Kullanılacak Veriler.
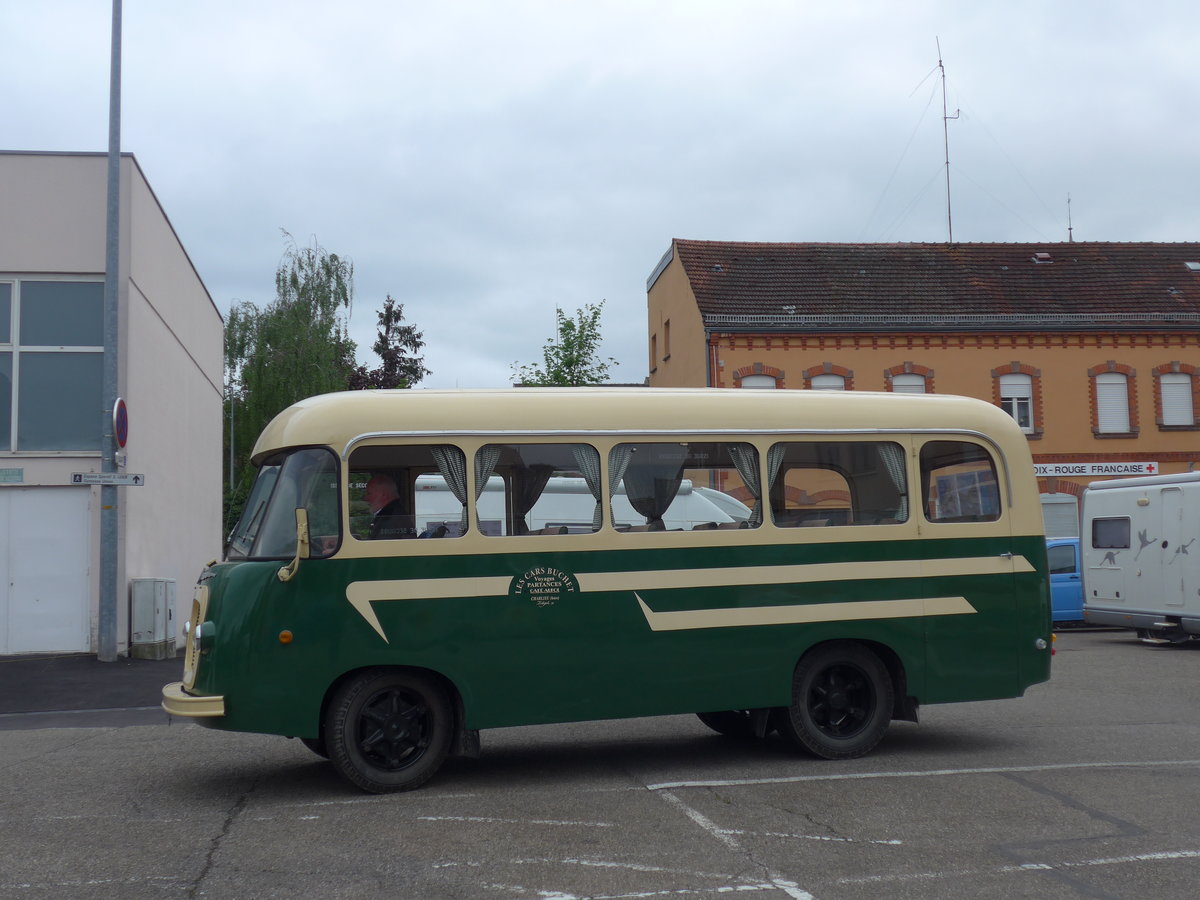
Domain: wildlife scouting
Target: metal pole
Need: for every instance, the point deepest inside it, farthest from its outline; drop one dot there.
(108, 497)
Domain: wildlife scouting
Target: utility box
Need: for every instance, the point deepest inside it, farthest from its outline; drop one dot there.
(151, 618)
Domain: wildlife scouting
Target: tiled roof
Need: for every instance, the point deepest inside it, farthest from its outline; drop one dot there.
(940, 286)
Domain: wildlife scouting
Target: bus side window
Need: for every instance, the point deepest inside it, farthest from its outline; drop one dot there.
(403, 491)
(838, 483)
(684, 486)
(538, 489)
(959, 483)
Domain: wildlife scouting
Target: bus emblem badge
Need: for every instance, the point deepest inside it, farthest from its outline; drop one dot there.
(544, 586)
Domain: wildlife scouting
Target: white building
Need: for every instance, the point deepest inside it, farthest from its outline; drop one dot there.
(52, 287)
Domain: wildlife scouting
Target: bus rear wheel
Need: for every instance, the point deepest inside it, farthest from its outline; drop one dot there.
(389, 730)
(841, 702)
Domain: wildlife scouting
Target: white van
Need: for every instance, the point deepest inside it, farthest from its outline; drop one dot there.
(1141, 556)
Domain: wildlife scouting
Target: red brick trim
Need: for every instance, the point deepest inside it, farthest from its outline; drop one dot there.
(1176, 367)
(828, 369)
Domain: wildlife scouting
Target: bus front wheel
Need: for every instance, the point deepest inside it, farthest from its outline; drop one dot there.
(389, 730)
(841, 702)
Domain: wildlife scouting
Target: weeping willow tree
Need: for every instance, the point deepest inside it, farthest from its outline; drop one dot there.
(294, 348)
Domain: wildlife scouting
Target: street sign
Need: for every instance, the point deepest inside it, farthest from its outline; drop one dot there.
(107, 478)
(120, 423)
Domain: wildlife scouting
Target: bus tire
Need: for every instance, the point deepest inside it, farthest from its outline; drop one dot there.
(731, 723)
(389, 730)
(841, 702)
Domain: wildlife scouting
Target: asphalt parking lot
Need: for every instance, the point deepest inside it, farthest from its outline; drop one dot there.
(1086, 787)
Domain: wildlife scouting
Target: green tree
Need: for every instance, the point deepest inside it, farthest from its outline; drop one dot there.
(394, 343)
(571, 357)
(297, 347)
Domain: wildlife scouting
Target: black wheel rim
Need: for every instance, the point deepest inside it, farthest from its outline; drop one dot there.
(841, 701)
(394, 729)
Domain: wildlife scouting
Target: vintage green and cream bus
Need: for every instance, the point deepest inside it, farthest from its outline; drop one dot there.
(413, 567)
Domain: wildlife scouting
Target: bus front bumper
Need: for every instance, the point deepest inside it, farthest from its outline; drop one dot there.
(179, 702)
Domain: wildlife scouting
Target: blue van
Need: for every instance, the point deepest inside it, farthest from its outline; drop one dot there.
(1066, 585)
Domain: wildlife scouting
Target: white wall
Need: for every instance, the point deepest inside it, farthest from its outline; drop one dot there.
(52, 222)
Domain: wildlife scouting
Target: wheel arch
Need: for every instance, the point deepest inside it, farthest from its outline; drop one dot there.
(465, 743)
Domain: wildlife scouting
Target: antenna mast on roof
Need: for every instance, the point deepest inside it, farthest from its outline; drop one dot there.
(946, 141)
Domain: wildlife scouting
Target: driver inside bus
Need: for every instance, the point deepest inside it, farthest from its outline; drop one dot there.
(389, 520)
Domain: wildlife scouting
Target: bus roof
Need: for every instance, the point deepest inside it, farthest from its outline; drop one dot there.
(340, 419)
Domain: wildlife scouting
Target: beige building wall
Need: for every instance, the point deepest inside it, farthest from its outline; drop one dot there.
(955, 364)
(52, 225)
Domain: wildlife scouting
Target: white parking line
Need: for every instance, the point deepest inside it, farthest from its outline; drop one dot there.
(930, 773)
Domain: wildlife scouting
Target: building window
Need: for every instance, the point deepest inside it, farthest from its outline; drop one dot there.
(1113, 407)
(828, 383)
(907, 384)
(1175, 400)
(1017, 399)
(828, 377)
(761, 382)
(51, 365)
(1017, 389)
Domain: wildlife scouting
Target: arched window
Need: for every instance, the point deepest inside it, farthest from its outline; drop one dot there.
(828, 383)
(760, 382)
(909, 384)
(1176, 396)
(1017, 399)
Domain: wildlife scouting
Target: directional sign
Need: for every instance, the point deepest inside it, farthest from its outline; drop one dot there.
(107, 478)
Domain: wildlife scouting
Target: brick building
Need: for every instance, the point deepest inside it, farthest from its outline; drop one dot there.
(1092, 347)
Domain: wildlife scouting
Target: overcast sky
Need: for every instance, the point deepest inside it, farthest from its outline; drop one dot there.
(485, 162)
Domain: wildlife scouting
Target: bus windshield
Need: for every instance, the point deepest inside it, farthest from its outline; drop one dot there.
(301, 479)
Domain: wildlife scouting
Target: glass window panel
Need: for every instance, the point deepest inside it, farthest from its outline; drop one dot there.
(907, 384)
(538, 489)
(5, 313)
(762, 382)
(5, 401)
(1110, 533)
(1113, 402)
(1176, 389)
(61, 313)
(59, 401)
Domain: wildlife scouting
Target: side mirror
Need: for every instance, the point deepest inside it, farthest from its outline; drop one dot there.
(288, 571)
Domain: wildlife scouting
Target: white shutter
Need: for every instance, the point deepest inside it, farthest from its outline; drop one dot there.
(1017, 387)
(765, 382)
(1113, 403)
(828, 383)
(907, 384)
(1176, 396)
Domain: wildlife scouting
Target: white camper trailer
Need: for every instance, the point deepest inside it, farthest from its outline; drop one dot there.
(1141, 556)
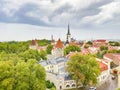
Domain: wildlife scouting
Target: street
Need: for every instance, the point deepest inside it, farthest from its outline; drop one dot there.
(110, 84)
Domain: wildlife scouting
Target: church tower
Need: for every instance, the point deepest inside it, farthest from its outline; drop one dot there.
(68, 38)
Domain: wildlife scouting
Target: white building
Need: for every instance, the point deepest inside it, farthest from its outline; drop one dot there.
(58, 49)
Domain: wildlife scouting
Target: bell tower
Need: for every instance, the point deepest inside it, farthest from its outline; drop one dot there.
(68, 39)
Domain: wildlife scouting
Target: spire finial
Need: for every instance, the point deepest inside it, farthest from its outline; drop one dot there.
(68, 30)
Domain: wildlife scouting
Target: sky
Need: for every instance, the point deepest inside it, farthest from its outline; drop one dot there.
(88, 19)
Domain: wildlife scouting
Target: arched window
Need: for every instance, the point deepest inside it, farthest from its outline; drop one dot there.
(67, 86)
(60, 87)
(73, 85)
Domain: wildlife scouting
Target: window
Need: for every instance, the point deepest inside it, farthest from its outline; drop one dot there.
(67, 86)
(73, 85)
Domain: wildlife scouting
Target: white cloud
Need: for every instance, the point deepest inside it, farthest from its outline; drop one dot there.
(107, 12)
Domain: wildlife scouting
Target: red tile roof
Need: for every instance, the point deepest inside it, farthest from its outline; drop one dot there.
(59, 44)
(103, 66)
(34, 42)
(114, 57)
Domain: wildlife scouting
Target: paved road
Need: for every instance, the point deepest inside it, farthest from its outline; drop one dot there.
(109, 84)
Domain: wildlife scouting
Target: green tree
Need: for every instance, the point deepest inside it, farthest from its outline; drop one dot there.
(84, 69)
(89, 42)
(43, 55)
(103, 48)
(71, 48)
(49, 84)
(21, 75)
(49, 48)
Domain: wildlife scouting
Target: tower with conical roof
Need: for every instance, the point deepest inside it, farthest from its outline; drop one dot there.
(68, 37)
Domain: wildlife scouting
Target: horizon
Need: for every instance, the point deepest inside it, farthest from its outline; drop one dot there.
(28, 19)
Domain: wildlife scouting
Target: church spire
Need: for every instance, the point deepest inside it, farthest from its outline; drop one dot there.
(68, 37)
(68, 30)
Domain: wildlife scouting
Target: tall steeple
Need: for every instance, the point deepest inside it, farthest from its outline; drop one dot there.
(68, 37)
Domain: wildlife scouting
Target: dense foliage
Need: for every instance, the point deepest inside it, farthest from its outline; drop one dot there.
(16, 74)
(71, 48)
(50, 85)
(113, 43)
(84, 69)
(89, 42)
(49, 49)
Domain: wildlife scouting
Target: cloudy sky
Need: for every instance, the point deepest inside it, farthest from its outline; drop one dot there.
(88, 19)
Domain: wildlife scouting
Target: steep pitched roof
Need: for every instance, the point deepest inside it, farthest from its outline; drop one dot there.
(59, 44)
(34, 42)
(103, 66)
(114, 57)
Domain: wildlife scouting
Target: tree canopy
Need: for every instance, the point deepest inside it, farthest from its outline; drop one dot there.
(84, 69)
(49, 48)
(21, 75)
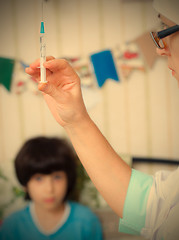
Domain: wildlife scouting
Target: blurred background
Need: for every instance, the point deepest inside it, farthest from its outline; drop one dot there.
(137, 112)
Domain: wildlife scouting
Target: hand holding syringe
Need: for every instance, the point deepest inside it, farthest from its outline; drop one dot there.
(42, 53)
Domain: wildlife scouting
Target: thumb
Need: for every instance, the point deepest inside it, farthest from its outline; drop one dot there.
(48, 89)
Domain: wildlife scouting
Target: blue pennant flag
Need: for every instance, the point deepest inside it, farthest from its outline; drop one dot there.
(104, 67)
(6, 72)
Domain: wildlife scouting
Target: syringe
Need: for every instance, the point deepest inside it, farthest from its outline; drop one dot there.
(42, 53)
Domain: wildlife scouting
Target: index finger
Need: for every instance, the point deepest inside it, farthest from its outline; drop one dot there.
(36, 64)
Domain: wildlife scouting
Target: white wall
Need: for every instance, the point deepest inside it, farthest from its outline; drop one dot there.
(139, 116)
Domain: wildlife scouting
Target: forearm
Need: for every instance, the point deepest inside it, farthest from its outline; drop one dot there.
(109, 173)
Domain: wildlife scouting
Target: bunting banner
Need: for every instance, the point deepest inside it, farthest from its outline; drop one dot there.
(104, 67)
(6, 72)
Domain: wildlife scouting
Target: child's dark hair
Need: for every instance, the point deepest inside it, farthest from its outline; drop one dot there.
(46, 155)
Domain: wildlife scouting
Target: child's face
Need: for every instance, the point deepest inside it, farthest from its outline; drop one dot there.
(48, 191)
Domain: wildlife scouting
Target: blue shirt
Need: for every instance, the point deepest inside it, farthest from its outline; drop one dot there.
(81, 224)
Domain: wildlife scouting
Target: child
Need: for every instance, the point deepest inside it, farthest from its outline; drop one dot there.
(46, 168)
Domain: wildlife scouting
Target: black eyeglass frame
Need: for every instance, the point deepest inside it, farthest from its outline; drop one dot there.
(156, 36)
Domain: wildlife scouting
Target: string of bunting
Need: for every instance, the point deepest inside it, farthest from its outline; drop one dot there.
(101, 66)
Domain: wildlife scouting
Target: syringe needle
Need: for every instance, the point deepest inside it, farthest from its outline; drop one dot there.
(42, 53)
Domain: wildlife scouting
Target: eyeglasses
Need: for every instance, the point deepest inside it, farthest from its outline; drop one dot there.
(157, 36)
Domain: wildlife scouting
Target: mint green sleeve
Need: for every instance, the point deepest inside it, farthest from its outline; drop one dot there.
(134, 212)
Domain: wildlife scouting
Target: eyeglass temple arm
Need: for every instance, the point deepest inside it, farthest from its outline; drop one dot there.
(166, 32)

İstenen İş.
Yukarıdaki verileri süz ve içinde "parking" kelimesi geçen bütün satırları kopyala.

Görev Sonucu.
Target: asphalt parking lot
Target: white parking line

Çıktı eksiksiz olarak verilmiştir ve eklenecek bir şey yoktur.